- **Document extract**
+ + + + +
Kaine’s critics aren’t only Sanders supporters: His mixed record on abortion has even some Clinton backers concerned that she’s nodding to the center on this crucial issue. Kaine continues to say that, as a Catholic, he is personally opposed to abortion, but he believes it’s a woman’s right to make the choice herself. For women’s groups who are working hard to erase the stigma of abortion, like Lady Parts Justice, this feels like a setback.
Yet Planned Parenthood and NARAL Pro-Choice America give Kaine a 100 percent grade for his Senate record and say he’s a reliable advocate on the issue. “The last four years in Congress have been brutal on on the issues of access to abortion, reproductive-health services and to Planned Parenthood. Tim Kaine has been resolute and strong,” says Planned Parenthood Action Fund’s executive vice president Dawn Leguens. I’m torn on this one; as a pro-choice Catholic myself, I think we need to make room for people with personal, religious reservations who are nonetheless strong on keeping the government out of a woman’s right to choose. And as an Irish Catholic, I am moved by Kaine’s devotion to Catholic social teaching, a huge influence on the American left from Dorothy Day through Michael Harrington. I have many relatives who went in a very different direction.
+ + + + +
- **Dataset items**
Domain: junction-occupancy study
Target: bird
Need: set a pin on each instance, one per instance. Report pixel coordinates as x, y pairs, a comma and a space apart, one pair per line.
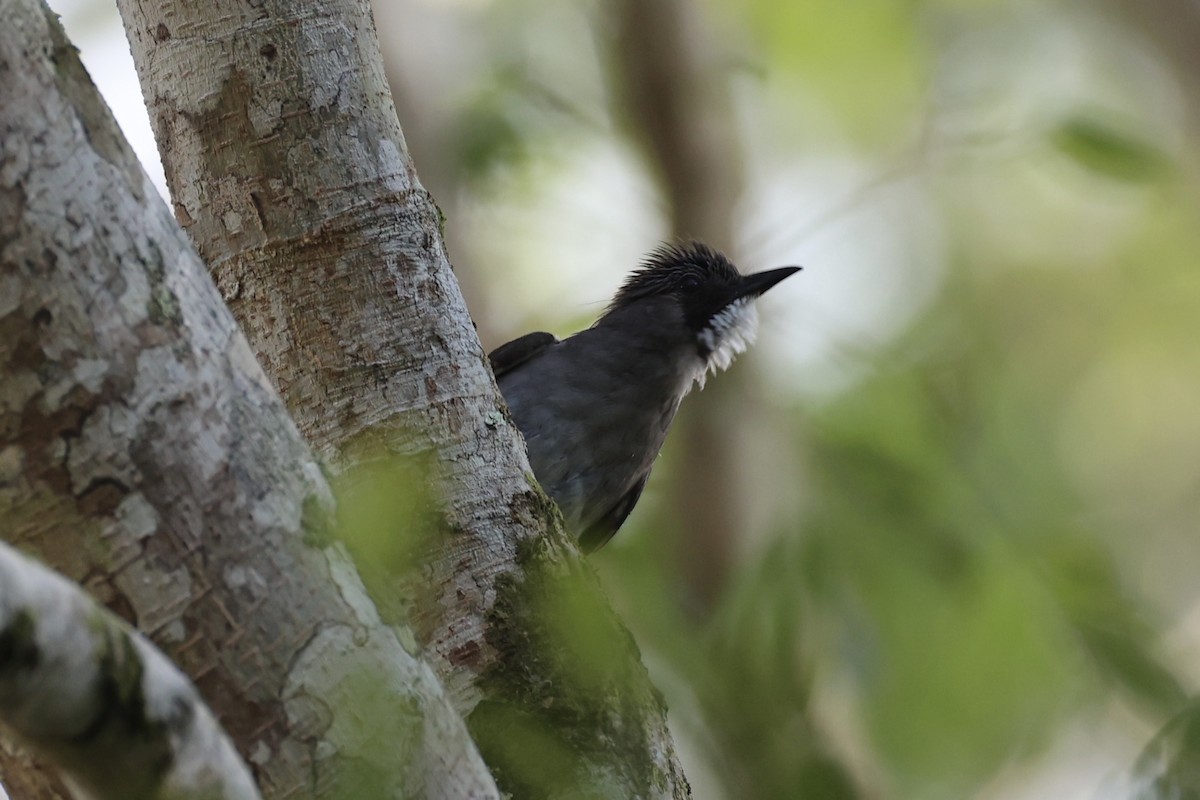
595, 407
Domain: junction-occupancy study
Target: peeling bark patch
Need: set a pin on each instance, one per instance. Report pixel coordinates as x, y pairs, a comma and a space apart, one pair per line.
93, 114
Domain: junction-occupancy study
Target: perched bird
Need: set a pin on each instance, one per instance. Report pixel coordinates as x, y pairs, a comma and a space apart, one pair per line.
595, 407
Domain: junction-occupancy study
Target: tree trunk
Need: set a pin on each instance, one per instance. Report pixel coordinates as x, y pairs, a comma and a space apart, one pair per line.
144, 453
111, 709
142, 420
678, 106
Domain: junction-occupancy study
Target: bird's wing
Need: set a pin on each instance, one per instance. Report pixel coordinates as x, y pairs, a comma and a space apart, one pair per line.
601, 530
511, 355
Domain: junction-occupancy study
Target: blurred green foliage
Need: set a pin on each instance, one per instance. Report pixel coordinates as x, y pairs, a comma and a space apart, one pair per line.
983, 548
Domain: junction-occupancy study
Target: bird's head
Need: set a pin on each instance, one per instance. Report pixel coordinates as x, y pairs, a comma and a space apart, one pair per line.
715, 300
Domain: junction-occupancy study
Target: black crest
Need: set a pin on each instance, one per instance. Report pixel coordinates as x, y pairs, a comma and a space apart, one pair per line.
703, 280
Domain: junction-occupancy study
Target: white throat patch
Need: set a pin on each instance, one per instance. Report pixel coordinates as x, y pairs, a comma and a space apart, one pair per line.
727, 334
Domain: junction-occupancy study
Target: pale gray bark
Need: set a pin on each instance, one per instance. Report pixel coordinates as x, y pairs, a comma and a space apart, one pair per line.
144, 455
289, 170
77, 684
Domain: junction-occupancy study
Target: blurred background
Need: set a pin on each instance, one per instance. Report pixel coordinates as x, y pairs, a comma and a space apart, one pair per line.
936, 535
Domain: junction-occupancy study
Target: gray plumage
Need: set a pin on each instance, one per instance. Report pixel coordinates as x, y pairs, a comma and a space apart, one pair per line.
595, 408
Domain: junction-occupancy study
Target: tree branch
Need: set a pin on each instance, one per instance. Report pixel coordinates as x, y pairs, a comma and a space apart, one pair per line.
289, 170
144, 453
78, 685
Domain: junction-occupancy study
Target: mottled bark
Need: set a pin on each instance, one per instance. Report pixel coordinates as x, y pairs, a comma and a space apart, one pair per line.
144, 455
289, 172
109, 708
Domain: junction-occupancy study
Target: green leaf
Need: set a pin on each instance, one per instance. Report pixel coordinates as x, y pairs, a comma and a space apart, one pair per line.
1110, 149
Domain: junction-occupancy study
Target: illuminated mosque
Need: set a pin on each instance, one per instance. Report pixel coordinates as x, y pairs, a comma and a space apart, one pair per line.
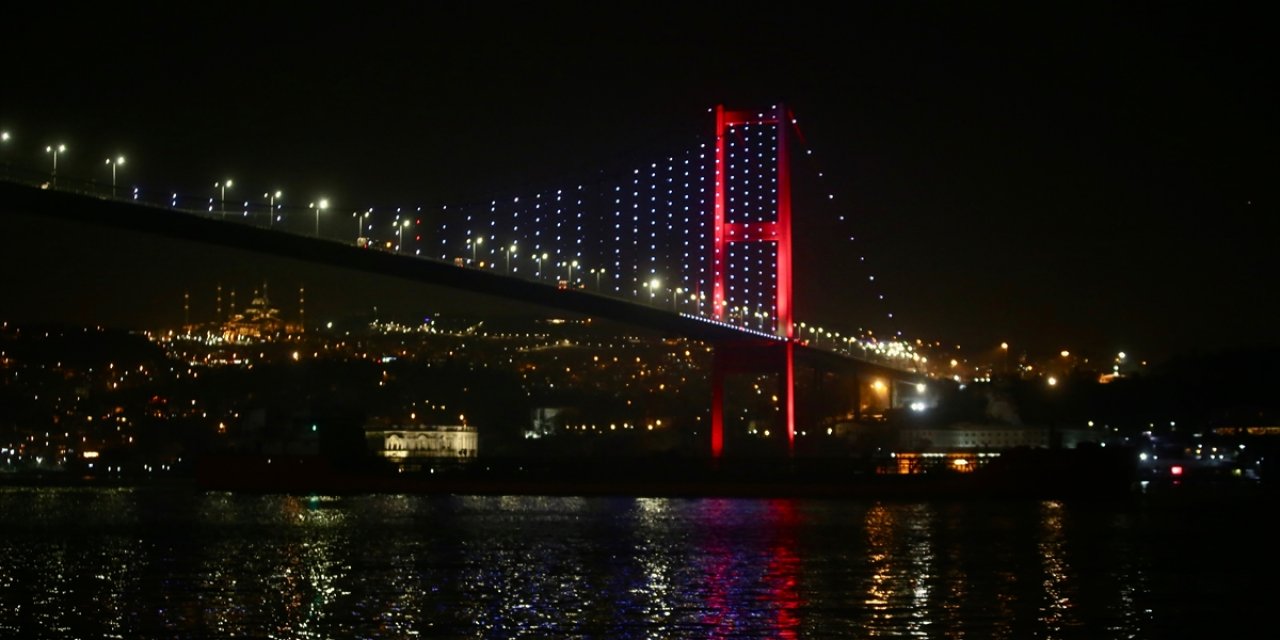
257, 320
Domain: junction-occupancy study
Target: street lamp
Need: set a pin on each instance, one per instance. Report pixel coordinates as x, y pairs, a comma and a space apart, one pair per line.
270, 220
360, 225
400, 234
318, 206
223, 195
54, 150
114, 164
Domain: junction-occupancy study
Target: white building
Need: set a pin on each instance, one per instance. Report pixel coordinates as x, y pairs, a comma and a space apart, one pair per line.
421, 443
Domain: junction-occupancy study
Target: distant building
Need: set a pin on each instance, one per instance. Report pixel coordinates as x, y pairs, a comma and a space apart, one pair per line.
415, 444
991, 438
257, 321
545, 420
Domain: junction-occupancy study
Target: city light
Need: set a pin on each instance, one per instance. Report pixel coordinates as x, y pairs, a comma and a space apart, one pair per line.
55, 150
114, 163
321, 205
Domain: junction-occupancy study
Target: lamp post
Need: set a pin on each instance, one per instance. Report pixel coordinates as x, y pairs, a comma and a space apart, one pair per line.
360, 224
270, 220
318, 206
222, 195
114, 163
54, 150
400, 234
+ + + + +
- **Work order 1**
Answer these questions using the excerpt on Tim Kaine.
(a) What grade do Planned Parenthood and NARAL Pro-Choice America give Kaine for his Senate record?
(b) Which women's group does the excerpt name as working to erase the stigma of abortion?
(c) What position does Dawn Leguens hold?
- **Work order 2**
According to the excerpt on Tim Kaine, why does his stance feel like a setback to groups such as Lady Parts Justice? Answer in one to three sentences.
- **Work order 3**
Write out the part of the excerpt on Tim Kaine starting at "Yet Planned Parenthood" and ending at "very different direction.".

- **Answer 1**
(a) A 100 percent grade.
(b) Lady Parts Justice.
(c) Executive vice president of Planned Parenthood Action Fund.

- **Answer 2**
Kaine says that, as a Catholic, he is personally opposed to abortion, even though he believes the choice is a woman's right. Groups like Lady Parts Justice are working hard to erase the stigma of abortion, so his personal opposition feels like a setback to them.

- **Answer 3**
Yet Planned Parenthood and NARAL Pro-Choice America give Kaine a 100 percent grade for his Senate record and say he’s a reliable advocate on the issue. “The last four years in Congress have been brutal on on the issues of access to abortion, reproductive-health services and to Planned Parenthood. Tim Kaine has been resolute and strong,” says Planned Parenthood Action Fund’s executive vice president Dawn Leguens. I’m torn on this one; as a pro-choice Catholic myself, I think we need to make room for people with personal, religious reservations who are nonetheless strong on keeping the government out of a woman’s right to choose. And as an Irish Catholic, I am moved by Kaine’s devotion to Catholic social teaching, a huge influence on the American left from Dorothy Day through Michael Harrington. I have many relatives who went in a very different direction.